Collected data entries
· · · · ·

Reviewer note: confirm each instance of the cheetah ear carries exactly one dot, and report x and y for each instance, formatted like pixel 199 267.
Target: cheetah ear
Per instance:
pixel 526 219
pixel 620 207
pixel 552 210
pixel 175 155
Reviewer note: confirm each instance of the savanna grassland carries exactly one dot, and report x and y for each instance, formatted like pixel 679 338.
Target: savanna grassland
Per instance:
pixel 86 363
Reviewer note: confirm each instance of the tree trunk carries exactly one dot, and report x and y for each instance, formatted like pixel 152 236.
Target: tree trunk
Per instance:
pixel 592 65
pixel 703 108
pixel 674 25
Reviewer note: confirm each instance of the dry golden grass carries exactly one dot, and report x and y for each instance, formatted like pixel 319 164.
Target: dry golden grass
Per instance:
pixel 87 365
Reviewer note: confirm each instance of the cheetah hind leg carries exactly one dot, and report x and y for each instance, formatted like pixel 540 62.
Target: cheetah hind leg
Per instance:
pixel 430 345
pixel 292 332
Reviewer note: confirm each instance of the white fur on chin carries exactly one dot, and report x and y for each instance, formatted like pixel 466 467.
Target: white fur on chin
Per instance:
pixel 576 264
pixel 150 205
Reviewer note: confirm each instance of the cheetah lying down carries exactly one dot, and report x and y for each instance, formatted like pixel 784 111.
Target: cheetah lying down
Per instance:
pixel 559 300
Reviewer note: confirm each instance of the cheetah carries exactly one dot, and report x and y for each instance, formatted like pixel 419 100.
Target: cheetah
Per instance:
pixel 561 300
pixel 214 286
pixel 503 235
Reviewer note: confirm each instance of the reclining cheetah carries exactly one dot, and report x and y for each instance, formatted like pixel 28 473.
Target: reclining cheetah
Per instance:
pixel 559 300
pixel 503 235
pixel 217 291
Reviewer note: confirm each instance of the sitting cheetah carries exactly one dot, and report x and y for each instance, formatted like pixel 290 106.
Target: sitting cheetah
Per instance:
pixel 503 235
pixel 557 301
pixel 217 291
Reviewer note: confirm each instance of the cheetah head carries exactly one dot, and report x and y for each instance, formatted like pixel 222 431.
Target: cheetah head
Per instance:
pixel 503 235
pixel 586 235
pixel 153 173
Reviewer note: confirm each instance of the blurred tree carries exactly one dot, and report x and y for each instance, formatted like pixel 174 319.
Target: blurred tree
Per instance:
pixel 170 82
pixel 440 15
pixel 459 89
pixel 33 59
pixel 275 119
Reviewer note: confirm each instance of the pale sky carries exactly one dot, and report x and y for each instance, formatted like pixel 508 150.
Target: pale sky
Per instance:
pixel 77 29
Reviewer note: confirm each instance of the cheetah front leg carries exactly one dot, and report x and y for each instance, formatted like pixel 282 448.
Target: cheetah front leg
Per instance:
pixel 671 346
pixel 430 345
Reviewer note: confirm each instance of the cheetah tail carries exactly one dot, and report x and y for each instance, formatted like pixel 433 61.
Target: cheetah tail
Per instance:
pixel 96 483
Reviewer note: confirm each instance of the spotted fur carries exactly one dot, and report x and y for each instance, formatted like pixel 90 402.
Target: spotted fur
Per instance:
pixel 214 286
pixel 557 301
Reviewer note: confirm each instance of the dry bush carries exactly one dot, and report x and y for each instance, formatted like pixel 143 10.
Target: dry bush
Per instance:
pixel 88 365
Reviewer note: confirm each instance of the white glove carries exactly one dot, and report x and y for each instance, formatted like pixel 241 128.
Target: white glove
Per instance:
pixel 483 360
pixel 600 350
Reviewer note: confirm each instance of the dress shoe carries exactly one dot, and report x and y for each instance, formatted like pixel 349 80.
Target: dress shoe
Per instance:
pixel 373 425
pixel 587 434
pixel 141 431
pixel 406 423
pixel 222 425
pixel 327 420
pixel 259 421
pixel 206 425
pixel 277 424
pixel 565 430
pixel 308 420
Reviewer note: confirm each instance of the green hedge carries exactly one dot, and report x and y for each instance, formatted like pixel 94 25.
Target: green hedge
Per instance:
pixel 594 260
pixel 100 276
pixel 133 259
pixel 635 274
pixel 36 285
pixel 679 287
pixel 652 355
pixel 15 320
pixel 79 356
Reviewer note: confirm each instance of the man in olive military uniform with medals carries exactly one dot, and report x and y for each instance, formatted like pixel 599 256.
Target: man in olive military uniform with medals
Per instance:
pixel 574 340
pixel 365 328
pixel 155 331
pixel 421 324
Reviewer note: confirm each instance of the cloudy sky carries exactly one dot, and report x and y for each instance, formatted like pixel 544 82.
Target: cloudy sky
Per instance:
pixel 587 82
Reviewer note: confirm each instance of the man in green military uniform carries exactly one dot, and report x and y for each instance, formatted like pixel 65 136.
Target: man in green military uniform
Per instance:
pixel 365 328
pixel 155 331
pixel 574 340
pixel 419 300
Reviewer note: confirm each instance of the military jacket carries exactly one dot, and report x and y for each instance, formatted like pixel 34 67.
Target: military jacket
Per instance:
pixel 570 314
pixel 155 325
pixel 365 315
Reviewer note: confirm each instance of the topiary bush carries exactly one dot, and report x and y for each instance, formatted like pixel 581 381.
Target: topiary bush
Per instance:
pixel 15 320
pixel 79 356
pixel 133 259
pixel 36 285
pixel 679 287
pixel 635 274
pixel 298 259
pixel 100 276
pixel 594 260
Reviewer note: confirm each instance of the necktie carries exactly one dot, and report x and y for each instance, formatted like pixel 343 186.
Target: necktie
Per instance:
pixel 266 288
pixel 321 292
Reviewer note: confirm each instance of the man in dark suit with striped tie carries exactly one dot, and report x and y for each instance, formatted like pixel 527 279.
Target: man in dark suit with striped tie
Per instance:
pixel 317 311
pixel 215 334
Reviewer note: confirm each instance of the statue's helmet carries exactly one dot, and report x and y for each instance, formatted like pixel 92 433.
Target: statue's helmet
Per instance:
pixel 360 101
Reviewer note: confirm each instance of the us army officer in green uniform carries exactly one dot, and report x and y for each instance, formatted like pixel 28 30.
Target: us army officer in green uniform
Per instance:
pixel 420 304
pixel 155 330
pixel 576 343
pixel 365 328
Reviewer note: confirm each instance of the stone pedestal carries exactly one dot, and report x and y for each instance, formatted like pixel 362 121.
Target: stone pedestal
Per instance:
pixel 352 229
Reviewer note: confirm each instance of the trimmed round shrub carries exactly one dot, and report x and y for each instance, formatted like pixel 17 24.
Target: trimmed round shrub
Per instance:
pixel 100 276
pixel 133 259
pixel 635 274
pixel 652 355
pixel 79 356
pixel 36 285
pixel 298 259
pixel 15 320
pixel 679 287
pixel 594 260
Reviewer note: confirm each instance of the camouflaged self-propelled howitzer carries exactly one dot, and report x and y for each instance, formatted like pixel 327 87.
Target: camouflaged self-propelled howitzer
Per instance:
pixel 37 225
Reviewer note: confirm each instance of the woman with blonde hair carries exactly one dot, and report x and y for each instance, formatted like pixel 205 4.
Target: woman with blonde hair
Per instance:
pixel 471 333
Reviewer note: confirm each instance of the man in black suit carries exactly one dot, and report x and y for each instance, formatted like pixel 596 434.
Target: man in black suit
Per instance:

· · · · ·

Goal of the exercise: Find the string "reclining" in the records, then copy each line where it occurs.

Answer to the exercise:
Reviewer note: confirm each instance of the reclining cheetah carries exactly one dot, and report x and y for each instance, formatted like pixel 28 473.
Target: reclining cheetah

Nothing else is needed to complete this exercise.